- **BRANO PROPOSTO**
• • • • •
Nel 1880, Sarah Bernhardt fondò una compagnia teatrale tutta sua, un gesto audace e coraggioso. Senza dubbio, avrebbe affrontato difficoltà, se non fosse stato per le sue tournée negli Stati Uniti, sette in tutto, tra cui le quattro “d’addio”, una trovata che fu sua invenzione. Nel 1899, acquistò un teatro a Parigi che portava il suo nome, oggi noto come il Théâtre de la Ville. Questa struttura aveva una capienza di mille posti e un vasto palcoscenico che consentiva scenografie straordinarie, come quella visibile in una foto scattata durante una rappresentazione di “Angelo, tiranno di Padova” di Victor Hugo nel 1905.

Sarah Bernhardt non fu soltanto una stella in Francia, ma il suo talento e la sua magia conquistarono il pubblico in tutto il mondo, soprattutto in Gran Bretagna e negli Stati Uniti, dove fece numerose tournée, recitando sempre in francese.

Sarah Bernhardt fu anche una delle prime dive del cinema nascente. La sua prima apparizione sul grande schermo avvenne nel 1900, in un cortometraggio di due minuti intitolato “Il duello di Amleto”. Successivamente partecipò agli adattamenti cinematografici di alcuni dei suoi più grandi successi teatrali, come “La Tosca”, “La dama delle camelie” e, nel 1912, “La regina Elisabetta”. In quest’ultima interpretazione, realizzata all’età di sessantotto anni, condivideva il set con il suo amante dell’epoca, Lou Tellegen, molto più giovane di lei.
• • • • •
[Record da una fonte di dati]
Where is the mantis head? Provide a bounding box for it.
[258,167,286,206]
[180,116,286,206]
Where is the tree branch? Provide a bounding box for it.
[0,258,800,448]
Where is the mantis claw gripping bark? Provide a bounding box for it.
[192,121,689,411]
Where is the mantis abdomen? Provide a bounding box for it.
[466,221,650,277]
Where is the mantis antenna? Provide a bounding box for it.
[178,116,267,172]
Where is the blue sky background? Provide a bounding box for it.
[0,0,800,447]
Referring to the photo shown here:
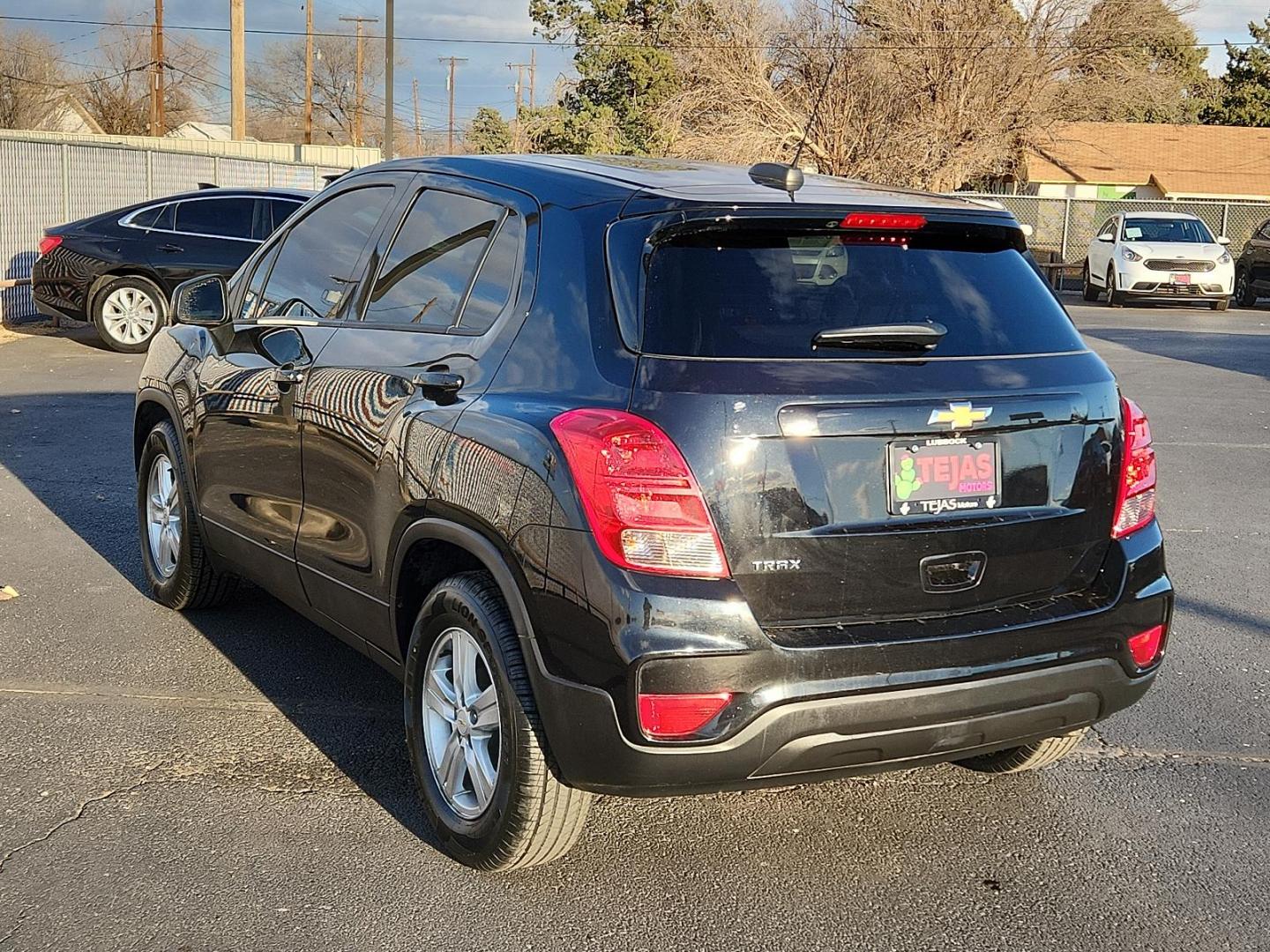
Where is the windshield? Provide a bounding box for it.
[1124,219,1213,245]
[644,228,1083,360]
• • • • •
- **OBIETTIVO A**
Rispondi alle seguenti domande sul testo su Sarah Bernhardt:
(i) In che anno fondò una propria compagnia teatrale?
(ii) Quanti posti aveva il teatro da lei acquistato a Parigi?
(iii) Come si intitolava il cortometraggio del 1900 in cui apparve per la prima volta sul grande schermo?
- **OBIETTIVO B**
Nei record, riscrivi la parte che si apre con la riga contenente "Where is the mantis claw" e si chiude con la fine dei record, sostituendo "bounding box" con "bounding rectangle" senza modificare altro. Escludi le immagini dalla risposta.

- **RISPOSTA CORRETTA A**
(i) Nel 1880.
(ii) Mille posti.
(iii) "Il duello di Amleto".

- **RISPOSTA CORRETTA B**
Where is the mantis claw gripping bark? Provide a bounding rectangle for it.
[192,121,689,411]
Where is the mantis abdomen? Provide a bounding rectangle for it.
[466,221,650,277]
Where is the mantis antenna? Provide a bounding rectangle for it.
[178,116,267,172]
Where is the blue sky background? Provide a bounding rectangle for it.
[0,0,800,447]
Referring to the photo shown here:
Where is the windshield? Provide a bounding rectangle for it.
[1124,219,1213,245]
[644,228,1083,360]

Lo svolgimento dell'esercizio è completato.